Some records:
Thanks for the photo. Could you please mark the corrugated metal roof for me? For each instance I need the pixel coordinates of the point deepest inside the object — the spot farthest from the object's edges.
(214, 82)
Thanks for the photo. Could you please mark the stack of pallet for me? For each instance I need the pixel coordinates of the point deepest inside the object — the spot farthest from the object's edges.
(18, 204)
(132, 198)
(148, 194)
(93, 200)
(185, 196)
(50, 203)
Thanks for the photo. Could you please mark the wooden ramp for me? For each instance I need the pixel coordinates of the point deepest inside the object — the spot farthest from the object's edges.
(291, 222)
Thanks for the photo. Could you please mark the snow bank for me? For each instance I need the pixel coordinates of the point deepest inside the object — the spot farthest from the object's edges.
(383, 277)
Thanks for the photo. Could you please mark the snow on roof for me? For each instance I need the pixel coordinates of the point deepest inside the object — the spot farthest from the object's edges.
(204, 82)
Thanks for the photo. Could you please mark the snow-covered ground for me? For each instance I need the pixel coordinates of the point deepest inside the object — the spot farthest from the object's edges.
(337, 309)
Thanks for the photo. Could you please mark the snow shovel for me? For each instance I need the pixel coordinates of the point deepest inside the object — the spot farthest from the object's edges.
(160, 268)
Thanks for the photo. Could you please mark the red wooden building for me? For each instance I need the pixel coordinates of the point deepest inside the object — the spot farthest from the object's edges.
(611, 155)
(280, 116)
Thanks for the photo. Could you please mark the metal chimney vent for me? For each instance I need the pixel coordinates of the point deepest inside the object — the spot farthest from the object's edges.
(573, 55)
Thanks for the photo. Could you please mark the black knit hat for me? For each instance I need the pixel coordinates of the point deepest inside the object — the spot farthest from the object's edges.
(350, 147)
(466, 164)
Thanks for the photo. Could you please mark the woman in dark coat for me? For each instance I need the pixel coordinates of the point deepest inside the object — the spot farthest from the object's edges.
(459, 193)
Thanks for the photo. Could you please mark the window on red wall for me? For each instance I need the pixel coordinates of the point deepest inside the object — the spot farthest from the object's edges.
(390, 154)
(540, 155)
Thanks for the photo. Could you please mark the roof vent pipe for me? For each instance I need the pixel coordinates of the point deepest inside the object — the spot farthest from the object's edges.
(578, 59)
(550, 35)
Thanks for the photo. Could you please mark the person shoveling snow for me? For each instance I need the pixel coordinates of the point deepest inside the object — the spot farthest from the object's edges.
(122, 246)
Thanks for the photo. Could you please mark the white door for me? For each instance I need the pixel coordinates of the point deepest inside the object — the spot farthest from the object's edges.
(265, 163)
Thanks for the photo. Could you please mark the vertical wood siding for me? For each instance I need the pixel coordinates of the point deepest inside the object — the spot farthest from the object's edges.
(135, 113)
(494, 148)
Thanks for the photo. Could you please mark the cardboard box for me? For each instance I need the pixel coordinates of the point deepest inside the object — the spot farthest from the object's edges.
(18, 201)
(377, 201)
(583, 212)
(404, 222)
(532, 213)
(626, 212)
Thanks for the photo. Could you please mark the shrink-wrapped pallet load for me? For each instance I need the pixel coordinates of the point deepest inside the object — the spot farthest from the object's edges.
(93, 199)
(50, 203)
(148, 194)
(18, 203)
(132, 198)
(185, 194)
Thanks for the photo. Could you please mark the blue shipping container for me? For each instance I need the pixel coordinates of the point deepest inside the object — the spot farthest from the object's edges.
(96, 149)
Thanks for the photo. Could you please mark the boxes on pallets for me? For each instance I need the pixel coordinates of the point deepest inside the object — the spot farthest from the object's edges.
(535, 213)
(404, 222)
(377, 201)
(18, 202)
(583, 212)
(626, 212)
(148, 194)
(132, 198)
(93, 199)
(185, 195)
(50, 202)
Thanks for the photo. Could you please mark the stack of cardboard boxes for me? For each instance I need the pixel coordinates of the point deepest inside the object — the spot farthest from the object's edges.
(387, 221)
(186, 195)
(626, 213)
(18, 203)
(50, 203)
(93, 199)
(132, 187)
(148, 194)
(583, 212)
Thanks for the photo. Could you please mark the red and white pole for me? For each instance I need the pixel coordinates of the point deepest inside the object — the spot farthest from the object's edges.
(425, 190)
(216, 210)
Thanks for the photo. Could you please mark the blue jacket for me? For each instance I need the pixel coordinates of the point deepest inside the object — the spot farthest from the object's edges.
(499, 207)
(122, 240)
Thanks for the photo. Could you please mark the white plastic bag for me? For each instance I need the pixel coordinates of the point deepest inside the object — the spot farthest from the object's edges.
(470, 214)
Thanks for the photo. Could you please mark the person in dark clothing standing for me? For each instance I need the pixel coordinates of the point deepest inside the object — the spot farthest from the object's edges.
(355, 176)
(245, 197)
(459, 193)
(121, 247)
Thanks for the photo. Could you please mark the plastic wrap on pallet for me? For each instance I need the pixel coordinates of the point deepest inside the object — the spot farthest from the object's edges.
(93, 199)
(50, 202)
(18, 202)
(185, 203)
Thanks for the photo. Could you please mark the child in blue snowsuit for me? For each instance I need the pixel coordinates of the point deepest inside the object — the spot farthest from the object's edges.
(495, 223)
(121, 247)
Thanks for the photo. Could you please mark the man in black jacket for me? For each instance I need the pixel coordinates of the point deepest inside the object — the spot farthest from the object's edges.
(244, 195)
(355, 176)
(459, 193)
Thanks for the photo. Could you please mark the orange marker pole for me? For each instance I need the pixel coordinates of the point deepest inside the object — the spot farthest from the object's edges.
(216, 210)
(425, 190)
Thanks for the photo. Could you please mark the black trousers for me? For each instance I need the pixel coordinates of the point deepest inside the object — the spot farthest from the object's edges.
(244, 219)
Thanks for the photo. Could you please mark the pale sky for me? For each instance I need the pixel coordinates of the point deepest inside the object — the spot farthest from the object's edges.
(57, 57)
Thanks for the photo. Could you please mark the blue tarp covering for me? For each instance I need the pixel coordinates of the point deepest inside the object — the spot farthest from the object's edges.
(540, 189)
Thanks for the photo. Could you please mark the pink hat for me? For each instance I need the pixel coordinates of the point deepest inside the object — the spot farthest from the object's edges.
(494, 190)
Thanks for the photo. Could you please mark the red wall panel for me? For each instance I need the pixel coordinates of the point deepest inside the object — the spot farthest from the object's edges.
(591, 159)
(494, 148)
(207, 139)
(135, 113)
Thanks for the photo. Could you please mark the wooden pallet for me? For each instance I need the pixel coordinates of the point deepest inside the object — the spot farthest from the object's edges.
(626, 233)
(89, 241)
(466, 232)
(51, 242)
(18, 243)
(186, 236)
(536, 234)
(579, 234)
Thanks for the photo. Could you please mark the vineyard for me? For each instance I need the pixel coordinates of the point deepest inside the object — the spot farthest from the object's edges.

What you are asked to do: Output the listing above as a JSON list of strings, with one string per line and any blank lines left out.

Solution to this problem:
[
  "Thanks for the photo. Could you please mark the corrugated metal roof for me? For each instance I need the pixel coordinates of the point deepest inside the object — the spot farthest from the object's edges.",
  "(214, 82)",
  "Thanks for the photo. Could you please mark the stack of pallet for me? For each instance I need the pixel coordinates of the point deepest inside the object — the spot farthest from the object's edges.",
  "(18, 204)",
  "(132, 198)",
  "(148, 194)",
  "(93, 200)",
  "(185, 196)",
  "(50, 203)",
  "Thanks for the photo. Could you please mark the wooden ramp for me? For each instance I need the pixel coordinates of the point deepest inside the object — the spot farthest from the object's edges.",
  "(291, 222)",
  "Thanks for the photo. Could you please mark the snow bank for me? For each instance I need the pixel coordinates of the point deepest inside the object — the spot farthest from the object's edges.",
  "(383, 277)",
  "Thanks for the photo. Could you please mark the snow on roof for me? For each instance I need the pixel coordinates of the point deepest inside the object — the spot farthest from the object's edges.",
  "(204, 82)",
  "Thanks for the photo. Could you please mark the snow-covered ground for me? For each instance I need the pixel coordinates of the point deepest inside the object — the spot farthest from the object's edges.",
  "(337, 309)",
  "Thanks for the photo. Could you please mark the snow shovel for me? For each instance I need the pixel coordinates of the point deepest inside the object — the spot farthest from the object's edges.",
  "(160, 268)",
  "Thanks for the photo. Could you please mark the red wooden building for me? For each instance I need the pixel coordinates of the point deepest inside the object — the spot farthest from the object's edges.",
  "(611, 155)",
  "(280, 116)",
  "Thanks for the photo. Could you please mark the metal chimney vent for me? For each instance I need the pixel coordinates of the point deepest inside the object — the spot farthest from the object's edges.",
  "(573, 55)",
  "Thanks for the photo. Could you please mark the black knit hat for me? For each instance I need the pixel coordinates of the point deepest inside the object — the spot farthest from the object's edges.",
  "(350, 147)",
  "(466, 164)",
  "Thanks for the photo. Could you please mark the woman in dark coat for me? For each instance I need the pixel coordinates of the point deepest inside the object — the spot farthest from the object's edges.",
  "(459, 193)",
  "Thanks for the photo. Could you please mark the window on red wall for me? For each instance I need the pixel coordinates of the point deepest inside the object — the spot farthest from the object's edges.",
  "(390, 154)",
  "(540, 155)",
  "Thanks for the photo. Could you please mark the roof vent pipe for me? For each instance I need the pixel coordinates of the point deepest inside the object — the spot farthest from the object's edges.",
  "(578, 59)",
  "(550, 35)",
  "Thanks for the photo. Could you please mark the person shoveling snow for me? For each instance I need the pixel coordinates of the point deepest inside the object — the spot farthest from the object's edges.",
  "(122, 246)",
  "Thanks for the photo. Could you please mark the white door for me? For each instance I need the pixel coordinates of the point deepest inside the object — the spot farthest from the object's edges.",
  "(265, 163)",
  "Thanks for the photo. Could you please mark the vertical wood siding for me? For each instance I need the pixel coordinates of the point deepest inside the object — the spot farthest from the object's edges.",
  "(135, 113)",
  "(494, 148)",
  "Thanks for the photo. Could you please mark the cardboard box for me? For each instance I need the pixel coordinates of the point deepest inside the object — the spot farthest from the object's edges.",
  "(18, 201)",
  "(377, 201)",
  "(583, 212)",
  "(404, 222)",
  "(532, 213)",
  "(626, 212)",
  "Thanks for the photo. Could you please mark the shrink-wrapped pallet load for me? For each instance I need the pixel coordinates of the point deepest inside the object — the spot farthest from the object's edges.",
  "(93, 199)",
  "(50, 203)",
  "(148, 194)",
  "(18, 203)",
  "(132, 198)",
  "(185, 194)",
  "Thanks for the photo. Could you please mark the blue shipping container for me? For each instance I need the pixel coordinates of the point deepest inside the object — the spot farthest from the object's edges.",
  "(96, 149)",
  "Thanks for the photo. Could you please mark the boxes on pallets for me? For each instance I need the pixel coordinates of the point deepest inside the object — the spot farthest from the object's edges.",
  "(535, 213)",
  "(404, 222)",
  "(377, 201)",
  "(18, 202)",
  "(583, 212)",
  "(626, 212)",
  "(148, 194)",
  "(132, 198)",
  "(93, 199)",
  "(185, 195)",
  "(50, 202)",
  "Thanks for the photo. Could you please mark the stack of cardboard boxes for me? For each instance I need the pixel coordinates of the point deepest inside the object — the spot farthest from the object's edges.",
  "(387, 221)",
  "(186, 195)",
  "(626, 213)",
  "(18, 203)",
  "(50, 203)",
  "(93, 199)",
  "(132, 187)",
  "(148, 194)",
  "(583, 212)",
  "Thanks for the photo. Could you please mark the red and white pole for me? For each instance I need the pixel coordinates of the point deepest inside the object — the spot farthest from the object's edges.",
  "(425, 190)",
  "(216, 210)",
  "Thanks for the photo. Could you please mark the blue jacket for me? For each instance I need the pixel coordinates of the point deepest inside the object — the spot farthest from the object's edges.",
  "(499, 207)",
  "(122, 240)",
  "Thanks for the photo. Could you please mark the white plastic bag for me? For each instance I need the pixel coordinates of the point deepest inside the object — the spot farthest from the object's edges.",
  "(470, 214)",
  "Thanks for the photo. Could you please mark the person in dark clothing standing for me? For each instance I need the pixel coordinates of the point deepest inside the object — the spot farthest from the object's edges.",
  "(355, 176)",
  "(245, 197)",
  "(459, 193)",
  "(121, 247)",
  "Thanks for the photo. Could you please mark the plastic wrap on pallet for me? For each instance I need the pixel coordinates of the point deepest inside the object — the spot farthest from the object's edges.",
  "(93, 199)",
  "(50, 202)",
  "(18, 202)",
  "(185, 203)",
  "Thanks for the photo. Could you please mark the child in blue snowsuit for me? For each instance I need the pixel coordinates of the point deepest inside the object — the spot farthest from the object's edges.",
  "(495, 223)",
  "(121, 247)",
  "Thanks for the photo. Could you please mark the man in black jacket for me? For each instance I need the pixel coordinates of the point deepest inside the object — the spot farthest from the object's edges.",
  "(244, 195)",
  "(355, 176)",
  "(459, 193)",
  "Thanks for the photo. Could you please mark the orange marker pole for me? For each instance I need the pixel coordinates of the point deepest inside the object — the spot farthest from the object's edges.",
  "(216, 210)",
  "(425, 190)",
  "Thanks for the photo. Could you please mark the black trousers for me? For each instance I need the pixel coordinates of the point deepest inside the object — the spot farthest from the object's edges.",
  "(244, 219)",
  "Thanks for the photo. Could you please mark the pale sky for me? For each instance I need the pixel coordinates of the point deepest inside the object — the spot farthest from the object's edges.",
  "(57, 57)",
  "Thanks for the photo. Could you please mark the blue tarp covering for me? For each instance I need the pixel coordinates of the point deepest inside the object — the spot farthest from the object's edges.",
  "(540, 189)",
  "Thanks for the photo. Could you please mark the pink hat for me? For each instance I need the pixel coordinates of the point deepest inside the object — the spot farthest from the object's edges.",
  "(494, 190)",
  "Thanks for the photo. Could you please mark the red wall panel for me? For each instance I need the pixel coordinates of the point deepest inside the object — the spot farthest from the object's edges.",
  "(591, 159)",
  "(494, 148)",
  "(207, 139)",
  "(135, 113)",
  "Thanks for the photo. Could you please mark the wooden pallet for me? For each instance I need the pixel coordinates of the point deepest inside the object — the spot farthest from the object's edges.",
  "(626, 233)",
  "(89, 241)",
  "(466, 232)",
  "(51, 242)",
  "(18, 243)",
  "(186, 236)",
  "(536, 234)",
  "(579, 234)",
  "Thanks for the photo. Could you please mark the vineyard for me? For each instance I need the pixel coordinates of the point deepest inside the object — the spot farthest from the object's edges."
]